(Coordinate labeling data)
○ ○ ○ ○

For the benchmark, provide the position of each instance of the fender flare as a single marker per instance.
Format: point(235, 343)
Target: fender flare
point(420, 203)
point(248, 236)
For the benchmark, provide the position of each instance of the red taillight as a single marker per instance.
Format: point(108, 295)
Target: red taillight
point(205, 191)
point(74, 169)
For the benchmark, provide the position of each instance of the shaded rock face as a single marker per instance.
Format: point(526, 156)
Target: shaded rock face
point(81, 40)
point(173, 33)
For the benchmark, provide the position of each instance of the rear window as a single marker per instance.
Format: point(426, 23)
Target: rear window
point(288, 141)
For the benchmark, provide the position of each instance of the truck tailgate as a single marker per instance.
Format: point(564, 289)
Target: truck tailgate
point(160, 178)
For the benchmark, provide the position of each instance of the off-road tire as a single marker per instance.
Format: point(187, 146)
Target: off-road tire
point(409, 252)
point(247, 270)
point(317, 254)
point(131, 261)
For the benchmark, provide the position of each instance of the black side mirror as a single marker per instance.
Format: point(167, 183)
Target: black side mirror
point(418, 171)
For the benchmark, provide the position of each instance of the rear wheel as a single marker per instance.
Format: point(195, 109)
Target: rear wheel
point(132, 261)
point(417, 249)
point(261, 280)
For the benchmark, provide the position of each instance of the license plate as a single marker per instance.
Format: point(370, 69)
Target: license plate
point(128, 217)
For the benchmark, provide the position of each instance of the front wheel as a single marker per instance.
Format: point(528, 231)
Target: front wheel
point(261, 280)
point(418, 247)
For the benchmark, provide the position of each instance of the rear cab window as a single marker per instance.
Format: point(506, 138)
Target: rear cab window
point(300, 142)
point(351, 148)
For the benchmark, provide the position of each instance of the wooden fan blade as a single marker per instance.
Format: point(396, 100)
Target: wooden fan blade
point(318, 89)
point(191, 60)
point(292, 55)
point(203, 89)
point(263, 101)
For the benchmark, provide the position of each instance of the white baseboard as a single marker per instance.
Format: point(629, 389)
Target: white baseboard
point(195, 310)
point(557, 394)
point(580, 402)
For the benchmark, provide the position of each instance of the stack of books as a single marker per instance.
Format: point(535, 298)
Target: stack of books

○ ○ ○ ○

### Task instructions
Quote the material exactly, leaving nothing out.

### Full solution
For the benchmark, provide the position of each instance of the fender flare as a single marker per instance.
Format: point(235, 343)
Target: fender flare
point(420, 203)
point(248, 236)
For the benchmark, provide the position of each instance of the red taillight as a single marker per instance.
Format: point(108, 295)
Target: red taillight
point(205, 191)
point(74, 169)
For the benchmark, provide the position of each instance of the shaded rock face as a single marker per instance.
Format: point(526, 156)
Target: shaded rock face
point(81, 40)
point(173, 33)
For the benchmark, provide the position of each instance of the rear window as a single marker per instance.
Format: point(426, 23)
Target: rear window
point(288, 141)
For the benchmark, provide the position of each instance of the truck tailgate as a single marker per instance.
Format: point(564, 289)
Target: truck tailgate
point(160, 178)
For the benchmark, provide the position of each instance of the off-road tire as a single marker per instance.
Format: point(187, 146)
Target: off-road tire
point(409, 252)
point(247, 270)
point(317, 254)
point(131, 261)
For the benchmark, provide the position of each instance of the black side mirror as a single marker per instance.
Format: point(167, 183)
Target: black side mirror
point(418, 171)
For the benchmark, provide the position of each instance of the rear wheel as a single marker per instance.
Format: point(195, 109)
Target: rear wheel
point(132, 261)
point(417, 249)
point(261, 280)
For the benchmark, provide the position of each instance of the license plate as a single marker per instance.
Format: point(370, 69)
Target: license plate
point(128, 217)
For the benchmark, provide the position of each instance of the front wheel as a single marker per instance.
Format: point(528, 231)
Target: front wheel
point(261, 280)
point(418, 247)
For the benchmark, provide the position of each instance of the rear cab window as a single marker per instance.
Format: point(506, 138)
Target: rear cab window
point(300, 142)
point(351, 148)
For the benchmark, provide the position of each instance of the wooden fan blade as a single marker per instance.
Format: point(396, 100)
Target: wooden fan blade
point(318, 89)
point(191, 60)
point(292, 55)
point(203, 89)
point(263, 101)
For the benchmark, provide the position of each instance of the white baseboard as a single marker per instance.
Format: point(629, 389)
Target: white baseboard
point(195, 310)
point(557, 394)
point(580, 402)
For the benchmark, provide the position of each instance of the stack of books as a single marker per instance.
Format: point(535, 298)
Target: stack of books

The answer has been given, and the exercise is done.